## Begin DATA PROVIDED

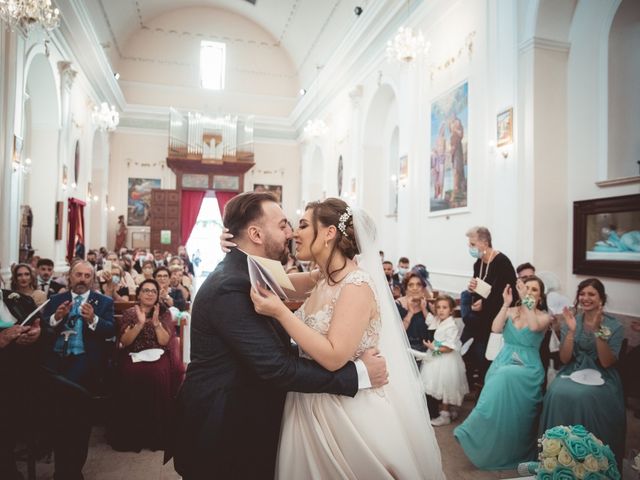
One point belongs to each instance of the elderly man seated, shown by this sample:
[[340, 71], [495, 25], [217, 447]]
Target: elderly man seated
[[77, 324], [45, 280], [17, 371]]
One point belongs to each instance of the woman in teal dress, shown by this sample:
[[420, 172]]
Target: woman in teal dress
[[501, 431], [590, 340]]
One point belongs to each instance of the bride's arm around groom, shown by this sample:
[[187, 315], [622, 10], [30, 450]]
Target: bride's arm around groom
[[229, 409]]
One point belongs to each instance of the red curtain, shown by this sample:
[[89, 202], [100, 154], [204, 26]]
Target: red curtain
[[223, 198], [75, 228], [191, 203]]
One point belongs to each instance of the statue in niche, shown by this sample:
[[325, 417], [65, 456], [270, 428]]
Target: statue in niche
[[26, 224]]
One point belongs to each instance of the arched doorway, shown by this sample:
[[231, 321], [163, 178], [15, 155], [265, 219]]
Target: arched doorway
[[41, 127]]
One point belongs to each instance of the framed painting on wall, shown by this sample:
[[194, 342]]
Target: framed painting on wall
[[449, 134], [139, 200], [226, 182], [276, 190], [606, 237]]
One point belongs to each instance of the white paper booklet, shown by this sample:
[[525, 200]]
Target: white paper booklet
[[269, 273]]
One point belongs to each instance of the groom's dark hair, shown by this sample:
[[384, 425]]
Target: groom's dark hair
[[244, 209]]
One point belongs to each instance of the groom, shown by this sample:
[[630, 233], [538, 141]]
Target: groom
[[242, 363]]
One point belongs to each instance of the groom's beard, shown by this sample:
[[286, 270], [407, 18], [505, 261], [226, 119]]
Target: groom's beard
[[277, 251]]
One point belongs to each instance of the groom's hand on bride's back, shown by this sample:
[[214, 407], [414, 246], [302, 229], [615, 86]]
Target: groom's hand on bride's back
[[376, 367]]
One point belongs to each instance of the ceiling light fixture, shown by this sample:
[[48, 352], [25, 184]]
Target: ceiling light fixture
[[106, 118], [407, 46], [28, 14]]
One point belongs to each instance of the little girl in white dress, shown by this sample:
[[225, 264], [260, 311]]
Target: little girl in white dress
[[443, 372]]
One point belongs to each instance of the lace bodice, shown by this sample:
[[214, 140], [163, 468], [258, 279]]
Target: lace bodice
[[323, 299]]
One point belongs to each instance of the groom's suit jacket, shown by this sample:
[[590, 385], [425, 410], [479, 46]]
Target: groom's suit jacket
[[242, 365]]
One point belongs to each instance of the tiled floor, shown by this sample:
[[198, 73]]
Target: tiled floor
[[106, 464]]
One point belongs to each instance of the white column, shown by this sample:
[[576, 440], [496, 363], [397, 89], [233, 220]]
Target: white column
[[67, 76]]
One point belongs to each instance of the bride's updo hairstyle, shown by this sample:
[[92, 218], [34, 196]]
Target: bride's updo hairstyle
[[326, 213]]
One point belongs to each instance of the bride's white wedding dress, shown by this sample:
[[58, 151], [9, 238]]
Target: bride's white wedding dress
[[370, 436]]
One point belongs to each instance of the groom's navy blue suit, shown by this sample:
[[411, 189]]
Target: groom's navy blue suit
[[242, 364]]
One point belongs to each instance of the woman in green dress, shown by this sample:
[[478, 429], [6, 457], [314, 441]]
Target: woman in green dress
[[501, 430], [592, 339]]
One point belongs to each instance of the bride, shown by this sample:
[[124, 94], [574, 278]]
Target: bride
[[381, 433]]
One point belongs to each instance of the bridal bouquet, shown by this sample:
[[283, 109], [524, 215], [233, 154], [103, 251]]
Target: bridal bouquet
[[573, 452]]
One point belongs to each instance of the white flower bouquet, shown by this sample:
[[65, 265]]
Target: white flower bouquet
[[573, 452]]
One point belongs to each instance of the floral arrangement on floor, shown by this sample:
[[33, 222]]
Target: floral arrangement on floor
[[573, 452]]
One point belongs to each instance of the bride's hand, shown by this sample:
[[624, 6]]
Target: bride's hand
[[266, 302]]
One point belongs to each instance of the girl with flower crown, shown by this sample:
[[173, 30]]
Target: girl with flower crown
[[442, 370]]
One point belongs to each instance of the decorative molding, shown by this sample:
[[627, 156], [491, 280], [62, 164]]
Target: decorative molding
[[544, 44], [619, 181], [67, 74]]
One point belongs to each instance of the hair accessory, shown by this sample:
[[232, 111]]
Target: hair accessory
[[529, 302], [342, 223]]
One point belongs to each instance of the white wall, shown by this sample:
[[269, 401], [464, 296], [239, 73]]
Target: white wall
[[134, 155], [162, 68], [624, 89], [587, 111]]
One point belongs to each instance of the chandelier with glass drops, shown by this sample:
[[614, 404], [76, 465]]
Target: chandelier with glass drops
[[27, 14], [105, 117], [407, 46]]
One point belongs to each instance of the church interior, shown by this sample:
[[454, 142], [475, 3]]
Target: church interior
[[127, 125]]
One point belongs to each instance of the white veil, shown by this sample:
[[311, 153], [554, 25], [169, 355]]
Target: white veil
[[404, 391]]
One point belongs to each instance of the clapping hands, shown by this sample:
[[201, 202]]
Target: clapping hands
[[507, 295], [569, 318]]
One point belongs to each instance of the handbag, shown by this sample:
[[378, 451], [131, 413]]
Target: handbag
[[494, 345]]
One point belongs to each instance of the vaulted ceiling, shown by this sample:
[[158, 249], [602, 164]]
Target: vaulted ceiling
[[308, 31]]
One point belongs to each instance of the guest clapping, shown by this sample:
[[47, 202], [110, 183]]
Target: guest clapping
[[590, 340], [113, 285], [143, 382], [413, 310], [24, 281], [506, 412], [17, 372], [169, 297]]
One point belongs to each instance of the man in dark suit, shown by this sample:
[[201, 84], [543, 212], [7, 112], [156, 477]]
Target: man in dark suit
[[242, 364], [77, 324], [18, 361], [45, 282]]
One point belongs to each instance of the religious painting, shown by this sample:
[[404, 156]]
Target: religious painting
[[449, 134], [606, 236], [276, 190], [139, 200], [505, 128], [226, 182], [195, 180]]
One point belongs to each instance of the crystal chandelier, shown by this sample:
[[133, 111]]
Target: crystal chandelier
[[27, 14], [105, 117], [315, 128], [407, 46]]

## End DATA PROVIDED

» **WORK TO BE COMPLETED**
Return the material word for word. Pictures are not part of the copy.

» **FULL RESPONSE**
One point belongs to each instance of the elderly man seated, shown by this sample:
[[340, 71], [495, 25], [217, 447]]
Target: elderly man seated
[[77, 324], [45, 280], [17, 371]]
One point belongs to each instance of the woman in teal dress, shown by this sample:
[[420, 172]]
Target: woman in teal dress
[[501, 431], [590, 340]]
One point belongs to each instance of the bride's arm around groom, shown by this sample:
[[187, 315], [622, 10], [30, 450]]
Target: bride's arm around groom
[[229, 409]]
One point belongs to each instance of the red curtain, shown by this sample:
[[89, 202], [100, 154], [204, 26]]
Target: red curtain
[[223, 198], [75, 228], [191, 203]]
One point belongs to each instance of the statue in niche, shown by this sample:
[[325, 417], [65, 456], [270, 428]]
Target: statue in niche
[[26, 224]]
One point belongs to each instance of the arched doorway, shown by this sample:
[[231, 321], [163, 178], [15, 155], [265, 219]]
Target: arched doorway
[[41, 127]]
One point belongs to each instance of the framed painting on wall, shown by this sample:
[[194, 342]]
Target: framed painting on wall
[[449, 134], [139, 200], [226, 182], [276, 190], [606, 237]]
One point belongs to each instance of the white paper booklet, shown by this sample:
[[525, 200]]
Target: white paper booklet
[[269, 273]]
One point belongs to each instance of the groom's dark hair, shown by this sample:
[[384, 425]]
Target: groom's dark hair
[[244, 209]]
One point belongs to each instance of the groom, shown by this sample:
[[630, 233], [538, 141]]
Target: groom
[[242, 363]]
One point belongs to each instance of the groom's beard, shown by this sample:
[[286, 270], [407, 18], [505, 261], [226, 119]]
Target: groom's beard
[[277, 251]]
One point belongs to each instance of the groom's hand on bride's back, shown by this sample:
[[214, 407], [414, 246], [302, 229], [615, 86]]
Target: groom's hand on bride's back
[[376, 367]]
One point belongs to each instance of the ceiling light fixture, shown by this sample:
[[48, 352], [25, 184]]
Target: ceiling light fixture
[[106, 118], [407, 46], [28, 14]]
One point belongs to each instance of the little girl in white dress, shown by this sample:
[[225, 264], [260, 311]]
Target: little girl in white dress
[[443, 372]]
One point belongs to each instance of the lace bodice, shown by this sample:
[[214, 140], [163, 468], [258, 279]]
Target: lace bodice
[[323, 299]]
One point belongs to each instance of the groom's suit jacket, shown by this sample:
[[590, 385], [425, 410], [479, 46]]
Target: groom's suit jacket
[[242, 365]]
One point belongs to each instance of the tiled floor, shown by this sample:
[[198, 73]]
Target: tiled floor
[[106, 464]]
One point belongs to each instance of the white column, shown by this sample:
[[576, 440], [496, 363], [397, 89], [233, 220]]
Target: white column
[[67, 76]]
One point belongs to each instance of the bride's updo hairstyle, shown by this sample:
[[92, 218], [34, 196]]
Target: bride's updo hairstyle
[[326, 213]]
One point belongs to each instance of the bride's white wedding dress, shown by this sample:
[[58, 151], [9, 238]]
Target: bride's white wedding dress
[[370, 436]]
One point belongs to each instance of the groom's navy blue suit, shown by this sample:
[[411, 189]]
Target: groom's navy blue suit
[[242, 364]]
One point belongs to each instance of the woman in green dress, shown by this sample:
[[478, 429], [6, 457], [314, 441]]
Target: woman in green dress
[[501, 430], [592, 339]]
One point belongs to each instance of the bride, shown by this sample:
[[124, 94], [574, 278]]
Target: bride
[[381, 433]]
One point belongs to each instance of the bridal bouquet, shown by this sample:
[[283, 109], [524, 215], [233, 154], [103, 251]]
Target: bridal bouquet
[[573, 452]]
One point belongs to each instance of the white flower bouquet, shown by this sample:
[[65, 265]]
Target: white flower bouquet
[[573, 452]]
One point belongs to each instance of the floral arrangement on floor, shown by this sample:
[[33, 222]]
Target: floral arrangement on floor
[[573, 452]]
One point belongs to each instance of the bride's hand, shown by this sample:
[[624, 6]]
Target: bride's hand
[[266, 302]]
One point belongs to each instance of the girl with flower crown, shown by this sample:
[[173, 30]]
Target: girl with flower crown
[[442, 370]]
One point belongs to each instance of the decorative molding, shown by this sample:
[[627, 156], [491, 280], [62, 164]]
Target: decorative molding
[[544, 44], [619, 181], [67, 74]]
One point belongs to each instance of the hair accessory, shown by this sample:
[[232, 111]]
Target: hair accessory
[[529, 302], [342, 223]]
One point belongs to each instance of the white wall, shown by this sample:
[[269, 401], [464, 296], [239, 73]]
Target: white wall
[[134, 155], [162, 68], [624, 89], [587, 111]]
One point belongs to each instance of the chandelier with glass drops, shown by this sample:
[[614, 404], [76, 465]]
Target: chandelier with glass drops
[[27, 14], [105, 117], [407, 46]]
One point belongs to each instance of the church interior, shown by this sample:
[[454, 142], [475, 3]]
Target: church interior
[[127, 125]]
One point belongs to each instance of the white veil, shown by this sample:
[[311, 153], [554, 25], [169, 355]]
Target: white veil
[[404, 391]]
One point belongs to each instance of the clapping hands, shown by this sample:
[[201, 202]]
Target: clapping hands
[[507, 295], [569, 318]]
One point belongs to each instance of the handbag, shown by this sample:
[[378, 451], [131, 413]]
Target: handbag
[[494, 345]]
One point belongs to each instance of the vaulted ceiling, shown by this sample:
[[158, 249], [602, 164]]
Target: vaulted ceiling
[[308, 31]]
One point belongs to each instance of the guest clapping, shown by this sample:
[[47, 202], [110, 183]]
Target: guest clapping
[[590, 340], [113, 285], [143, 382], [413, 310], [24, 281], [506, 412], [17, 372], [169, 297]]
One point belongs to each instance of the man in dark suit, shown by this sample:
[[201, 84], [543, 212], [7, 112], [156, 477]]
Target: man in dark suit
[[242, 364], [77, 324], [18, 361], [45, 282]]
One point belongs to each instance of the religious painting, shown by this sample:
[[404, 156]]
Target: religious painting
[[449, 134], [606, 236], [276, 190], [139, 200], [505, 128], [226, 182], [195, 180]]
One point belongs to each instance of the crystal chandelier, shown by this sample:
[[133, 111]]
Target: crystal chandelier
[[27, 14], [105, 117], [315, 128], [407, 46]]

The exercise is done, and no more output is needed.